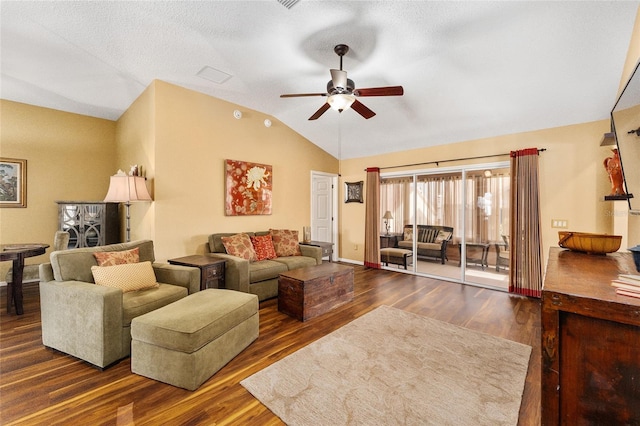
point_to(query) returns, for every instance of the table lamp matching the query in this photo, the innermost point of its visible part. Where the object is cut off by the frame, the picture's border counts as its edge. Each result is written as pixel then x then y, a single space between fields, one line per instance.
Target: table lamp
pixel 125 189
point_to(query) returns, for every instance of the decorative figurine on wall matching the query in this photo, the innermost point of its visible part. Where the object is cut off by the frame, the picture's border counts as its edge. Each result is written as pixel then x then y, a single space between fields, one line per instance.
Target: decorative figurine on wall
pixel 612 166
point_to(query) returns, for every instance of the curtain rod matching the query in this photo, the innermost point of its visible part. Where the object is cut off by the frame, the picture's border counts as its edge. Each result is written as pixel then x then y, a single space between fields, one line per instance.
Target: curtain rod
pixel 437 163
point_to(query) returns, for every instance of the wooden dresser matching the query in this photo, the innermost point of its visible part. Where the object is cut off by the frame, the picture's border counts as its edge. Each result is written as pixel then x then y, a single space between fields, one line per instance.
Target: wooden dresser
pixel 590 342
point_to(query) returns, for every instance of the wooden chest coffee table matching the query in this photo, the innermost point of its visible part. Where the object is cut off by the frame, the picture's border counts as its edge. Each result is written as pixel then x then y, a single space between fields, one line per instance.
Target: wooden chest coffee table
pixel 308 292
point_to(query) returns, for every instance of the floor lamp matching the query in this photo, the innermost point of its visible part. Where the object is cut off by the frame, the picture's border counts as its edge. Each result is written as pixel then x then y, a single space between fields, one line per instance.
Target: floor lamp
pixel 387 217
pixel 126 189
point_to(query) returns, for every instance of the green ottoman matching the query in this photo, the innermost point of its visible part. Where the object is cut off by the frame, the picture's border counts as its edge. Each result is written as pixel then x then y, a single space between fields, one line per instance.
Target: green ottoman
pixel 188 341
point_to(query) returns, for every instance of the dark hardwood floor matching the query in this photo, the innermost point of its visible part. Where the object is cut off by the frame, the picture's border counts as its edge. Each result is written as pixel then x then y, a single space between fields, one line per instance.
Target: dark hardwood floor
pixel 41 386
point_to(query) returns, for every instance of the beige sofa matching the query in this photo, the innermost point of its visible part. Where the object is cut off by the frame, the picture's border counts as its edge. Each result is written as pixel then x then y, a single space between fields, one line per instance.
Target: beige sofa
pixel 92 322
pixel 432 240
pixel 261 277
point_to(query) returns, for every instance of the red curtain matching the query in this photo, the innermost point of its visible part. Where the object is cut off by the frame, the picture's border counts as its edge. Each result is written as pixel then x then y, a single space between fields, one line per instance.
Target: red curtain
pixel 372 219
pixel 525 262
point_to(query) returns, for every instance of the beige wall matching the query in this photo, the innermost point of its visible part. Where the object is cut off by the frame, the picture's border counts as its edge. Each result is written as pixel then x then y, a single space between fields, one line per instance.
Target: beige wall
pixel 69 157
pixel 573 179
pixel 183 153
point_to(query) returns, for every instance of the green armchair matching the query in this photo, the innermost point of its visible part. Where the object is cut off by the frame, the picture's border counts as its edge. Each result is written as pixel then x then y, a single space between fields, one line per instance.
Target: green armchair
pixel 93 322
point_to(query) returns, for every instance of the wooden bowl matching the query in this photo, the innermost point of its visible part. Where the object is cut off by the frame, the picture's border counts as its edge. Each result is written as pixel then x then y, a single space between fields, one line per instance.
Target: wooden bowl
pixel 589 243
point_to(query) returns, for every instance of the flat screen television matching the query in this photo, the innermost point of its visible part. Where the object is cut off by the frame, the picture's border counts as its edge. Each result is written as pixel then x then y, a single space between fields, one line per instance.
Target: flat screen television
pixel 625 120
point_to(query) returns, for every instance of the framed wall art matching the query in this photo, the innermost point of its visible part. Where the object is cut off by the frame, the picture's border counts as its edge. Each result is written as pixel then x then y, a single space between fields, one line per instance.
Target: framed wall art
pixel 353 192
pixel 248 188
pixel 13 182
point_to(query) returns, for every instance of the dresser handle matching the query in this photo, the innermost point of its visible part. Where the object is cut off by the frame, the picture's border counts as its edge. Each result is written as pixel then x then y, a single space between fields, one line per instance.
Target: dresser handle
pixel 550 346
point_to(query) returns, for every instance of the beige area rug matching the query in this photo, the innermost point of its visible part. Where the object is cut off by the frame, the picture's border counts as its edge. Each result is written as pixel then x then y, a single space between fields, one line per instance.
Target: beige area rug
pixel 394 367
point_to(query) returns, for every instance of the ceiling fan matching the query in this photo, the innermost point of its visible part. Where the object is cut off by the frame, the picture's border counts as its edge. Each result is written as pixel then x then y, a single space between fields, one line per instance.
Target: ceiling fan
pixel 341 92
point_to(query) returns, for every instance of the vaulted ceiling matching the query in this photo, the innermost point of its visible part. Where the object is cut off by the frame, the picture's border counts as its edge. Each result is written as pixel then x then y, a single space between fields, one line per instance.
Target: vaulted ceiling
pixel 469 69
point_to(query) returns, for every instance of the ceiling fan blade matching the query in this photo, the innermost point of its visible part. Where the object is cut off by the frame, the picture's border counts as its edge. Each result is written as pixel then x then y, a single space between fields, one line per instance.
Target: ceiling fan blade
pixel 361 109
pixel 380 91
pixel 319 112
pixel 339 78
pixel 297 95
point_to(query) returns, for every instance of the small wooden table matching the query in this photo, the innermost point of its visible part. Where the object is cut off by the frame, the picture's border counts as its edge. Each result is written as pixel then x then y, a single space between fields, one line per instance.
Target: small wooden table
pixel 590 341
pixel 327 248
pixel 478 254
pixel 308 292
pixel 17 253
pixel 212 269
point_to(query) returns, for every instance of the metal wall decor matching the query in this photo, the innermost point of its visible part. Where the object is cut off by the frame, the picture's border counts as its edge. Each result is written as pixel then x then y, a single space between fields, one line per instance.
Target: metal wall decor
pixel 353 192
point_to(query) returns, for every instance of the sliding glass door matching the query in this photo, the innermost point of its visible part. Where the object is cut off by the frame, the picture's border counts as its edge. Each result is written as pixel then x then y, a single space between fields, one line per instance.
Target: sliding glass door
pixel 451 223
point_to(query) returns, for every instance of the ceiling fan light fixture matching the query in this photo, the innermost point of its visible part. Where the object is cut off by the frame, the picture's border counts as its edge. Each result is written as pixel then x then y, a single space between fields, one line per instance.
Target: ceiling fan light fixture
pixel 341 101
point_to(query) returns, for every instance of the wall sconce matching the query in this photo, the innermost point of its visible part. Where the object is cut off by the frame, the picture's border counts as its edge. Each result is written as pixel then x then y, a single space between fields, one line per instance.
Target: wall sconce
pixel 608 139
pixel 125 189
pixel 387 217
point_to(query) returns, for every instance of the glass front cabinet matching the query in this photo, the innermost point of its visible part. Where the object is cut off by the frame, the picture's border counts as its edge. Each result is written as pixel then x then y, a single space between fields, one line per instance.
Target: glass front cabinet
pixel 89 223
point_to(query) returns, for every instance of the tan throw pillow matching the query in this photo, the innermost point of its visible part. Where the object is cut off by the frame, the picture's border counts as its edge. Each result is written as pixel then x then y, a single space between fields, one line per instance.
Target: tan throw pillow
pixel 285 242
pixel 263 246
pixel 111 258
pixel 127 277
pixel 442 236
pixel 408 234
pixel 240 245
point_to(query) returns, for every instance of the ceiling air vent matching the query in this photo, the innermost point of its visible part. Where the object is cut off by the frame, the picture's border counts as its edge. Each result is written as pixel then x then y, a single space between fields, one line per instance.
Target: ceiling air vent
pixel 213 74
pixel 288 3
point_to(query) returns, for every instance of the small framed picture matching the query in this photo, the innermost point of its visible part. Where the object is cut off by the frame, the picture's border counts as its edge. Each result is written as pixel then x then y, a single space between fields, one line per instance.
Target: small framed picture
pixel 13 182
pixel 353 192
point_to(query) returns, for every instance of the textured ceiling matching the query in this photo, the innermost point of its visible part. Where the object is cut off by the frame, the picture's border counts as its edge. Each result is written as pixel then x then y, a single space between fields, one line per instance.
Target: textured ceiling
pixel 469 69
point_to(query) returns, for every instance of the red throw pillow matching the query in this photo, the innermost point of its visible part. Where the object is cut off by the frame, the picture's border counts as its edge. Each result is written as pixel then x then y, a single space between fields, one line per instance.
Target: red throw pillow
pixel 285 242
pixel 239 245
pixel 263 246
...
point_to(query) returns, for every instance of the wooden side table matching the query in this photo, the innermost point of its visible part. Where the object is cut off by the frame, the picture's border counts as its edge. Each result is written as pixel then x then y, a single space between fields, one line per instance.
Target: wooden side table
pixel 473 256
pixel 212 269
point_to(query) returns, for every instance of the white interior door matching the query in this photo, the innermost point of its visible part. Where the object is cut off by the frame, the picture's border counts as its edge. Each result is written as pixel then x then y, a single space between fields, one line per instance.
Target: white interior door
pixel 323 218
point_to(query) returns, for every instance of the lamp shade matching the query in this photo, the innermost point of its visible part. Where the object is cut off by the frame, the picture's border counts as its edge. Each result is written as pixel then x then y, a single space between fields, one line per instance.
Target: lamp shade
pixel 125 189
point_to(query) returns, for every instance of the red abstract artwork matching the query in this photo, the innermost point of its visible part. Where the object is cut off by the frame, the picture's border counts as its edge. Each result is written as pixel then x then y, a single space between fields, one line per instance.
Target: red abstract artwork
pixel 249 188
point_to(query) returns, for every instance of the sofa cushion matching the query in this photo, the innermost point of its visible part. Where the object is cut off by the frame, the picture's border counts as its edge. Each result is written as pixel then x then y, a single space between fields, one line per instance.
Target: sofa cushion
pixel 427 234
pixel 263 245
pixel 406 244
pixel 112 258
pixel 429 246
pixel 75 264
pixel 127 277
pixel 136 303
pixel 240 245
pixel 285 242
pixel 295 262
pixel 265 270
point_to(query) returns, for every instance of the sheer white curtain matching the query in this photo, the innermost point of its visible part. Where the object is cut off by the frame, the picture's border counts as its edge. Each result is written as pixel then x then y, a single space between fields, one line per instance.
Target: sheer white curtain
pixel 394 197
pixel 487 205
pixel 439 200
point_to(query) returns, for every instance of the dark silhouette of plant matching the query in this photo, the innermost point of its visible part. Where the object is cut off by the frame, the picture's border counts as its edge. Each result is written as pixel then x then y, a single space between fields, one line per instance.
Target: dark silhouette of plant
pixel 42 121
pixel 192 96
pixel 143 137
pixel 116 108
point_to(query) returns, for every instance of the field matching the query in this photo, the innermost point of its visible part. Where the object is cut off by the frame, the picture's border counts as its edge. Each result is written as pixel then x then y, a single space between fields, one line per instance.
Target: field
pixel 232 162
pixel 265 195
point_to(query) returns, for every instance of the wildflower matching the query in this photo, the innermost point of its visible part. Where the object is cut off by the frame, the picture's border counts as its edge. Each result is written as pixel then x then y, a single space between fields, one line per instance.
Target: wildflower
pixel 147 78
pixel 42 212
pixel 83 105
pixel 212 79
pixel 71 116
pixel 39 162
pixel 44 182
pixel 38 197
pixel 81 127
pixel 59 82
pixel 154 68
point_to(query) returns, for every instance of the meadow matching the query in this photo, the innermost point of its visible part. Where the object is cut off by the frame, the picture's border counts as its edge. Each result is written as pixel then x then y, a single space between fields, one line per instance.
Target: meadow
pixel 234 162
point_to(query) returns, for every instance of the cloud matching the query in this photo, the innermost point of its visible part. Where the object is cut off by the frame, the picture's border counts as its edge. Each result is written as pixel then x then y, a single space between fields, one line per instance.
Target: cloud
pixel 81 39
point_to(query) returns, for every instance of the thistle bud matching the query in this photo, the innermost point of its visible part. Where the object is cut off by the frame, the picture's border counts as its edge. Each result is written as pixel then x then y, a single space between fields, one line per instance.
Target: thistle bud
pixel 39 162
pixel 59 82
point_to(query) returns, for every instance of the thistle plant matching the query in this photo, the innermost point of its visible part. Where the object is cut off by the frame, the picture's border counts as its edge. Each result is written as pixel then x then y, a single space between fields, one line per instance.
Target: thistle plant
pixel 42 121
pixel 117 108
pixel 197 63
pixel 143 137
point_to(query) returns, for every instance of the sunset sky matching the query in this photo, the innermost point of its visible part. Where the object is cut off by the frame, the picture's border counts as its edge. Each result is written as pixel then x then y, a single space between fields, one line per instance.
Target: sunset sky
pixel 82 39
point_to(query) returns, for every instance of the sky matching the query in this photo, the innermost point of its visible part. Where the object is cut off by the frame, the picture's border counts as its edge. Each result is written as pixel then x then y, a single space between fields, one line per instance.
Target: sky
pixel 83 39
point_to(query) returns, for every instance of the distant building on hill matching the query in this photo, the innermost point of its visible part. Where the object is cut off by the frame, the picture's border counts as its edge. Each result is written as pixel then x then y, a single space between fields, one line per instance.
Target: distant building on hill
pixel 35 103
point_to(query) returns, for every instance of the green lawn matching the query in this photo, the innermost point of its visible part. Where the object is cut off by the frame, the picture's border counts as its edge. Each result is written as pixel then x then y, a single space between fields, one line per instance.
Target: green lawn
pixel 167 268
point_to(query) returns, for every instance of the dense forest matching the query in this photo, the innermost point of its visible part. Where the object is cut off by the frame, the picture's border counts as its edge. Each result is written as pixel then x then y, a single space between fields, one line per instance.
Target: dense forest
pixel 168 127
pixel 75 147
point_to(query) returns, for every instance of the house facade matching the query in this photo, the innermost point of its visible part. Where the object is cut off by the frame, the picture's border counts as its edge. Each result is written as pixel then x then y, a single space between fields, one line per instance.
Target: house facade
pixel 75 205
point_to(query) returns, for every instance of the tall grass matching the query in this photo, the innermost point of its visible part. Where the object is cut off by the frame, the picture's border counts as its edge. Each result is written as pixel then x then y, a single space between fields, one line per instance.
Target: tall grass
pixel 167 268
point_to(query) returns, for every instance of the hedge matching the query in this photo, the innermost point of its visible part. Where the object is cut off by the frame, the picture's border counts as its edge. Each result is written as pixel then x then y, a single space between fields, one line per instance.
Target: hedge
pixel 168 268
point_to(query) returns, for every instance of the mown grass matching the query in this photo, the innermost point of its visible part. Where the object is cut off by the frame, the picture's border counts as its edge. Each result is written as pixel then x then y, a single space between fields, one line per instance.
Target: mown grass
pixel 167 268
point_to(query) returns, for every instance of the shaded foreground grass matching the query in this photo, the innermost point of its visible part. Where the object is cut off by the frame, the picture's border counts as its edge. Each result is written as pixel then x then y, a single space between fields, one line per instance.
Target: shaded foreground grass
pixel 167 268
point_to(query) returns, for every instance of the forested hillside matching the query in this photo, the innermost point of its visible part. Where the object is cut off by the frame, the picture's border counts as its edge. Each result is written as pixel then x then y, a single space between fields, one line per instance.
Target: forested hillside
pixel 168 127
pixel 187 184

### AIM OF THE EXERCISE
Give the exact lines, and only those, from the line containing "Target: red abstract artwork" through the line containing "point_to(query) returns, for every instance of the field" in the entries above.

### FINISHED EXERCISE
Target: red abstract artwork
pixel 249 188
point_to(query) returns, for every instance of the sofa cushion matching the query in this photo, the innermost point of its visible part. Where the object is cut off by the frame, the picture's border counts as its edge. Each result is written as pixel then x then y, a single space between fields, one line per instance.
Target: sofa cushion
pixel 427 234
pixel 263 245
pixel 406 244
pixel 112 258
pixel 429 246
pixel 75 264
pixel 127 277
pixel 136 303
pixel 240 245
pixel 285 242
pixel 295 262
pixel 265 270
point_to(query) returns, for every instance of the sheer white curtain matching the query in this photo, the innermost point of its visible part. Where the object is cut off by the frame, the picture's border counts as its edge. Each result is written as pixel then x then y, a single space between fields, one line per instance.
Target: sheer white curtain
pixel 394 197
pixel 487 205
pixel 439 200
point_to(query) returns, for every instance of the dark silhouette of plant matching the query in this photo, the innermost point of its visible part. Where the object is cut off by the frame, the picture's border counts as its edge. Each result is written as pixel then x then y, a single space between fields, one line per instance.
Target: dark silhouette of plant
pixel 42 121
pixel 192 96
pixel 143 137
pixel 116 108
point_to(query) returns, for every instance of the field matching the query in this photo, the innermost point of its visible part. Where the object is cut off by the frame, the picture's border counts as its edge. Each result is written as pixel then x then y, a single space between fields, one line per instance.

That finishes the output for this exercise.